### Collected data entries
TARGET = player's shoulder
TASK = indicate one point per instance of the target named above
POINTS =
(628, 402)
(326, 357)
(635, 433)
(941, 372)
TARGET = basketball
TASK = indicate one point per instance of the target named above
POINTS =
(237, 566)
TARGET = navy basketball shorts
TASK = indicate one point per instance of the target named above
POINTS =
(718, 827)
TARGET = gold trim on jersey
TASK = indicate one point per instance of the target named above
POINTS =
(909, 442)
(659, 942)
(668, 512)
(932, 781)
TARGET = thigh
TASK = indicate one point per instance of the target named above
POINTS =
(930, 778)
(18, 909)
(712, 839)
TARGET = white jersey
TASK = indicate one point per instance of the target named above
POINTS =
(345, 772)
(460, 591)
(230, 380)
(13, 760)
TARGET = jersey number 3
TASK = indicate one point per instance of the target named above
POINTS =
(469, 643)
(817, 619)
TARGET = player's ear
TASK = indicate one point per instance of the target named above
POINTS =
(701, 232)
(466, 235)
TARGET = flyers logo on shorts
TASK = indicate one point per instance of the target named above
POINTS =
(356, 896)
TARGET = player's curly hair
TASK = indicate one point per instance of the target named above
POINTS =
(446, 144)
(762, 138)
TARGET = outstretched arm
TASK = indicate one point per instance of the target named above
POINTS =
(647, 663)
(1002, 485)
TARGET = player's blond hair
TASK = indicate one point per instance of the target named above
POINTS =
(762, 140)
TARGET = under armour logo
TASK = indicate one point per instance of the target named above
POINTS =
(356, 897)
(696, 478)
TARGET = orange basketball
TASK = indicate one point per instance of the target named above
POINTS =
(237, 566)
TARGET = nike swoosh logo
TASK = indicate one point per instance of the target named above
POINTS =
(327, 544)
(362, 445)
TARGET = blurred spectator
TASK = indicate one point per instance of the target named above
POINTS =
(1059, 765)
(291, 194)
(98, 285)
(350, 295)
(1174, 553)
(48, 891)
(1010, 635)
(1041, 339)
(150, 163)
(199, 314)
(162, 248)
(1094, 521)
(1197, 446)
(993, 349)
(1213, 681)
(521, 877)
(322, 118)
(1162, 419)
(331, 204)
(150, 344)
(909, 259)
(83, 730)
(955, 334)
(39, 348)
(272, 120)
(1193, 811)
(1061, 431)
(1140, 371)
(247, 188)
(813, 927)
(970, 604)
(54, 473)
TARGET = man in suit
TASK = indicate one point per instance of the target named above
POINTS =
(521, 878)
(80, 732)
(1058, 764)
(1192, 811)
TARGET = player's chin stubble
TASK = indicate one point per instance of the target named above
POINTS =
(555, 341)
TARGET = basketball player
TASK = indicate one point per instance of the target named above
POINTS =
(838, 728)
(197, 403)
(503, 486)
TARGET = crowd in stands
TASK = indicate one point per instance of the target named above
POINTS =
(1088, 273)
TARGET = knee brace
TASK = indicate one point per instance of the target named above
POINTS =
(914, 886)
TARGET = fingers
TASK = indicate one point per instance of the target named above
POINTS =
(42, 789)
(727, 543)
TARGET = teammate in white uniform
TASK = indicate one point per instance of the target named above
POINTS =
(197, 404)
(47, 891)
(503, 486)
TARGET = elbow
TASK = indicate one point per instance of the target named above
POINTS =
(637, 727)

### Directions
Reproduce every line of the data verbatim.

### Solved problem
TARGET = player's shoulder
TASK = indicate one point per instance of the target named above
POINTS =
(628, 402)
(326, 357)
(635, 433)
(941, 372)
TARGET = basketball
TASK = indicate one point per instance of the target named above
POINTS =
(237, 566)
TARGET = navy basketball shorts
TASK = indicate one point per instance of the target named above
POINTS =
(718, 827)
TARGET = gold trim on jersey
TASK = indicate one point per instance of the target named above
POINTS =
(909, 442)
(659, 942)
(668, 512)
(932, 781)
TARGET = thigh
TASK = indicate one point per instance of the target named above
POINTS =
(930, 778)
(18, 909)
(712, 839)
TARGET = white jersey
TASK = indicate one point per instance of the target named above
POINTS =
(345, 772)
(460, 591)
(230, 380)
(13, 760)
TARGET = jersey number 3
TASK = indicate one point per instance of the target named above
POINTS =
(469, 643)
(817, 619)
TARGET = player's ear
TASK = indicate one point per instance of the target named above
POINTS =
(701, 232)
(466, 235)
TARGET = flyers logo on shorts
TASK = indicate one point per instance of the target named above
POINTS =
(356, 896)
TARGET = player's curly hair
TASK = indicate one point per instance of the target named above
POINTS =
(446, 144)
(762, 138)
TARGET = outstretched arm
TASK = indicate one point per instance of the target named above
POINTS =
(647, 663)
(1002, 485)
TARGET = player's blond hair
TASK = indicate one point per instance of the target named above
POINTS =
(762, 140)
TARGET = under armour logo
TASK = indicate one point per instance of the target named above
POINTS =
(356, 897)
(696, 478)
TARGET = orange basketball
TASK = indicate one point per instance of the target named above
POINTS =
(237, 566)
TARGET = nike swoosh logo
TASK = indicate one point per instance of the target named above
POINTS =
(327, 544)
(362, 445)
TARGET = blurred spectator
TASK = indicate one point per instance of the target named above
POINTS =
(1059, 765)
(291, 194)
(98, 285)
(350, 295)
(1174, 553)
(48, 891)
(1010, 635)
(1041, 339)
(150, 163)
(199, 314)
(162, 248)
(1094, 521)
(1197, 446)
(993, 349)
(1213, 681)
(521, 877)
(322, 118)
(1162, 419)
(331, 204)
(150, 344)
(909, 259)
(83, 730)
(955, 334)
(39, 348)
(272, 120)
(1193, 811)
(1061, 431)
(1140, 371)
(247, 188)
(813, 927)
(970, 604)
(54, 473)
TARGET = man in suit
TASK = indicate one point per instance of the target named above
POINTS =
(521, 878)
(80, 732)
(1058, 764)
(1192, 811)
TARGET = player's chin stubble
TASK = indicate one point per instance of the target named above
POINTS =
(555, 341)
TARGET = basketball player
TASK = indicate one point per instance of the target named above
POINTS =
(838, 728)
(197, 403)
(503, 486)
TARGET = crowd in stands
TASK = indicate one point per instance of the target named above
POINTS =
(1088, 273)
TARGET = knee brace
TASK = indicate one point per instance of the target named above
POINTS =
(914, 886)
TARGET = fingers
TASK = indicate one point per instance of the target named above
POINTS =
(42, 789)
(727, 543)
TARGET = teammate in white uniform
TASK = indicate one point per instance of the target named above
POINTS =
(197, 404)
(47, 891)
(503, 486)
TARGET = elbow
TASK = indicate one point per instance of the target named above
POINTS =
(637, 727)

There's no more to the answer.